▸ **Tarea a**
Reescribe los registros desde la línea que contiene "Per instance of the metal" hasta el final de los registros, ambas incluidas, cambiando "railing" por "fence" y sin tocar nada más.

**** Fragmento del texto

Un Club de Fans es un agujero negro. Cinco años atrás, un puñado de cancionistas uruguayos se reunió alrededor de un misterio. Cada uno echó al fuego lo que tenía. Lo que había conseguido a lo largo de una vida. Casetes con tapas fotocopiadas. Fotos borrosas. Chimentos del origen más peregrino. Canciones sueltas en Youtube. Los álbumes ripeados y nunca subidos en la larga noche del pirateo. Un buen día, en una tienda de vinilos, alguien encontró la figurita difícil. El disco que faltaba al precio que faltaba. Entonces, en el preciso momento en el que ponían la vaquita en marcha, el dueño del boliche hizo lo imposible: se los regaló. El Club de Fans armó entonces la cita definitiva. Pusieron la dirección en el grupo de whatsapp y, uno por uno, comenzaron a llegar a esa locación secreta de Montevideo. Abrieron cervezas, prendieron cigarros y, finalmente, alguien tomó el coraje para sacar el disco de su sobre de cartón. Apenas apoyó la púa, la conversación se fue apagando como las velas de una torta de cumpleaños. Un silencio. Otro silencio. Todo el silencio. El piano se arremolinó sobre el cielo raso y la voz se fracturó en un arco iris radioactivo. “Las sagradas partituras están de acuerdo”, cantó Sylvia Meyer. “Nosotros no. Nosotros no recuerdo”.

Envuelta en una nube de gas incandescente, Sylvia Meyer viene cruzando el firmamento de la música uruguaya como un ovni. Nadie sabe dónde está. Nadie sabe qué forma tiene. Nadie sabe si vino en son de paz o a declararnos la guerra. Pero todos y cada uno de los que la vieron no se la pueden sacar de la cabeza. “En nuestra barra, generó un halo de inaccesibilidad y de admiración secreta”, dice Fabrizio Rossi, músico y director del sello uruguayo Feel de Agua. “En la conversación de estas últimas décadas pasó muy desapercibida, pero a nosotros nos mató. La sentimos pionera de una especie de under. Empezamos a charlar de estas cosas con Flavio Lira, con Patricia Turnes, con Fede Morosini, con Karen Dansilio, con Francisco Trujillo. Fuimos reuniendo los discos y, a partir de todo ese esfuerzo colectivo, apareció la idea de hacer el tributo”, dice Rossi, mencionando músicos integrantes de grupos fundamentales del indie montevideano como Carmen Sandiego o Julen y la Gente Sola

Todos los rayos, de pronto, caen en el mismo sitio. Justo al mismo tiempo que el Club de Fans acaba de publicar Un desánimo nada triste, un fabuloso álbum de versiones, comienza a reponerse su inhallable discografía en Spotify. De pronto, Meyer publica su primera canción nueva en casi dos décadas. Ahora, solo en el arco del mes pasado, no solo se presentó en el Teatro Solís y fue declarada Ciudadana Ilustre de Montevideo, sino que acaba de editar un disco nuevo a través del sello Little Butterfly y es la invitada estelar en el festival de Feel de Agua.

********
**** Datos proporcionados

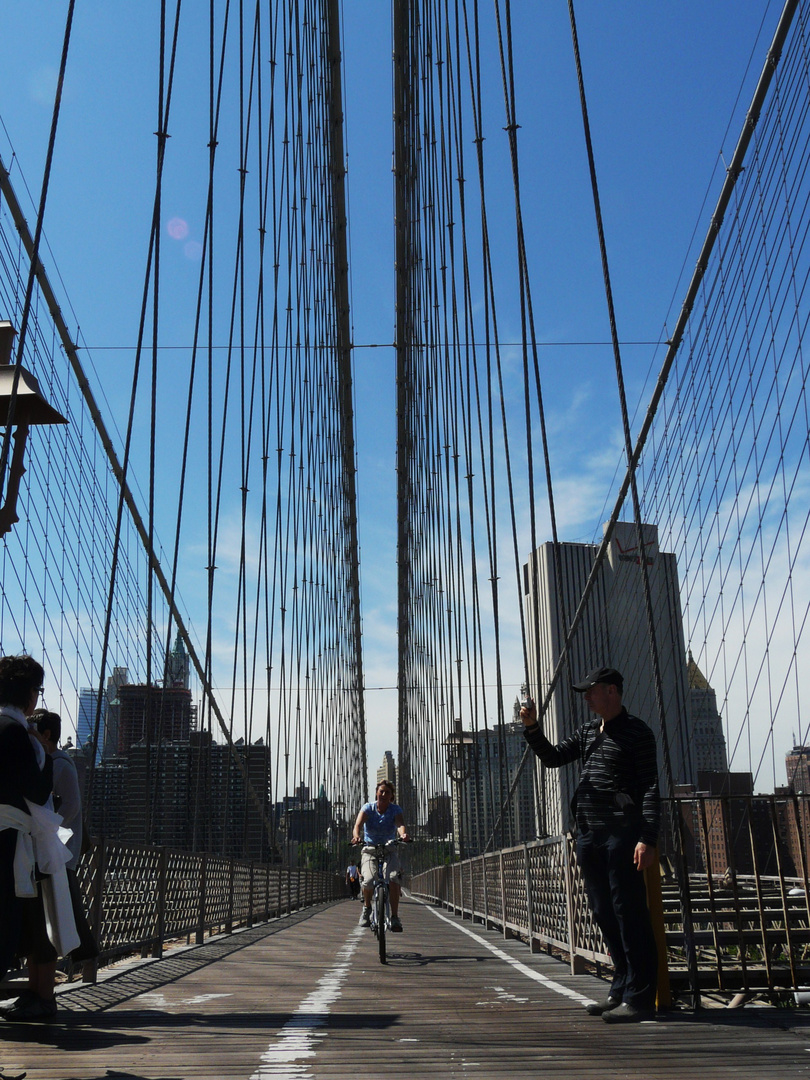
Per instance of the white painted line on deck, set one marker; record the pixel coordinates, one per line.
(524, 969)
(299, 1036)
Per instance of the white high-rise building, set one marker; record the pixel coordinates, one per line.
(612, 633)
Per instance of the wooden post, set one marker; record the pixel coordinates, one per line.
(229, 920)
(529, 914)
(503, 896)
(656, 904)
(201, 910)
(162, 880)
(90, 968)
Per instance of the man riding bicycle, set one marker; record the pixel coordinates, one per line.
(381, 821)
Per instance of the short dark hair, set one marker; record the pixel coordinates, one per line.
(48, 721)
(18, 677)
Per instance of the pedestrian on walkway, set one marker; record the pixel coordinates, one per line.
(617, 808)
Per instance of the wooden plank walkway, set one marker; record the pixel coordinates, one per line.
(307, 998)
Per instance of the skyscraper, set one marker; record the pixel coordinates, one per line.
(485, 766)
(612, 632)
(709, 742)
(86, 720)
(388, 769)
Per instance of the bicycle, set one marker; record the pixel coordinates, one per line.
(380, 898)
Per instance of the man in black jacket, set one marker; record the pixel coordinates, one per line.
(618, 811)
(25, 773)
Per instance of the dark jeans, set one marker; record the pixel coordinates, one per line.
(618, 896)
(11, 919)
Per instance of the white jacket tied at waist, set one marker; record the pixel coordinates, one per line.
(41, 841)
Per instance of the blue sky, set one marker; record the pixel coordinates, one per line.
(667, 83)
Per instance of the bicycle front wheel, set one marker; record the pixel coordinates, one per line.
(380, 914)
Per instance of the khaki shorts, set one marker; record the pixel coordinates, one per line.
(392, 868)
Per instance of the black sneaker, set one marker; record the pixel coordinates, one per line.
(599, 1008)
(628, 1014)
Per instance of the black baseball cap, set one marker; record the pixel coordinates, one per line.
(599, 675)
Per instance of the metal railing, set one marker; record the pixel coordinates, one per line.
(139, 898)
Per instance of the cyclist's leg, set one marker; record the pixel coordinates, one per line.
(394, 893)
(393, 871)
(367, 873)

********

▸ **Tarea b**
Responde según el texto sobre Sylvia Meyer:
(i) ¿En qué ciudad estaba la locación secreta donde se reunió el Club de Fans?
(ii) ¿Qué sello dirige Fabrizio Rossi?
(iii) ¿Cómo se titula el álbum de versiones que publicó el Club de Fans?

▸ **Respuesta correcta a**
Per instance of the metal fence, set one marker; record the pixel coordinates, one per line.
(139, 898)
Per instance of the cyclist's leg, set one marker; record the pixel coordinates, one per line.
(394, 893)
(393, 871)
(367, 873)

▸ **Respuesta correcta b**
(i) Montevideo.
(ii) Feel de Agua.
(iii) Un desánimo nada triste.